## Vorliegender Text

######

Rechtsstreitigkeit führt zur Stärkung der Rechte von Transsexuellen

Sie befindet sich tagtäglich in einer Situation, die insgesamt nicht vereinbar mit der Achtung ist, die ihrem Privatleben gebührt.

Urteil der Großen Kammer des Europäischen Gerichtshofs für Menschenrechte, 25. März 1992

Hintergrund

Frau B wurde in ihrer Geburtsurkunde als Mann eingetragen, nahm aber bereits im jungen Alter weibliche Verhaltensweisen an. Belastet durch ihre Gefühle bezüglich ihrer Identität, litt sie an Depressionen. Nachdem sie in ein Krankenhaus eingeliefert worden war, verschrieben ihr die Ärzte eine Therapie mit weiblichen Hormonen. Dies führte zur Entwicklung von Brüsten und einer Verweiblichung ihres Erscheinungsbildes, in deren Folge sie sich als Frau kleidete. Frau B unterzog sich außerdem einer Behandlung zur Entfernung ihrer männlichen Genitalorgane und ersetzte sie durch weibliche.

######

## Aufgabenstellung
A: Beantworten Sie bitte zum vorliegenden Text diese Fragen:
(i) In welcher Urkunde war Frau B als Mann eingetragen?
(ii) Von welchem Spruchkörper stammt das Urteil, und an welchem Datum erging es?
(iii) Woran litt Frau B infolge ihrer Gefühle bezüglich ihrer Identität?
B: Listen Sie alle Stellen im vorliegenden Text auf, an denen eine Form der Adjektive „weiblich“ oder „männlich“ vorkommt, jeweils mit dem zugehörigen Bezugswort.

[Gespeicherte Einträge]
######

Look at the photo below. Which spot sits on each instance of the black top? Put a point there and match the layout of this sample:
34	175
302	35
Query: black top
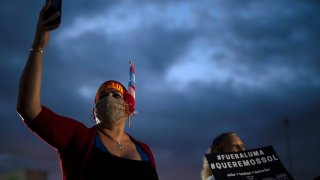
101	165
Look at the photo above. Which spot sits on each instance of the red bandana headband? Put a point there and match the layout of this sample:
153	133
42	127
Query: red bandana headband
129	95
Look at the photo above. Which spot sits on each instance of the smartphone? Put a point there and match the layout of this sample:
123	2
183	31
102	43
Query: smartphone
56	5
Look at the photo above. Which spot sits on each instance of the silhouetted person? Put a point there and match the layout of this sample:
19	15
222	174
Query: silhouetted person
224	143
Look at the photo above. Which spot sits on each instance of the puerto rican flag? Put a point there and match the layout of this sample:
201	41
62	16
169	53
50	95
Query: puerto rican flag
132	88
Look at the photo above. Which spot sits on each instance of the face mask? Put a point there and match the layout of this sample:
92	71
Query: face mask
110	109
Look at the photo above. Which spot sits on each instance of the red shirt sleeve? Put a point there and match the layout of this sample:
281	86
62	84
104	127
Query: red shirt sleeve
58	131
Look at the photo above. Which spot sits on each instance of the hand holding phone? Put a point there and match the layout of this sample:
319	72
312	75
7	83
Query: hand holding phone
55	6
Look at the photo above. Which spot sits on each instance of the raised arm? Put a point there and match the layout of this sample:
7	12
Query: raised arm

######

## Lösungen
A:
(i) In ihrer Geburtsurkunde.
(ii) Von der Großen Kammer des Europäischen Gerichtshofs für Menschenrechte, am 25. März 1992.
(iii) An Depressionen.

B:
- weibliche Verhaltensweisen
- weiblichen Hormonen
- männlichen Genitalorgane
- weibliche (Genitalorgane)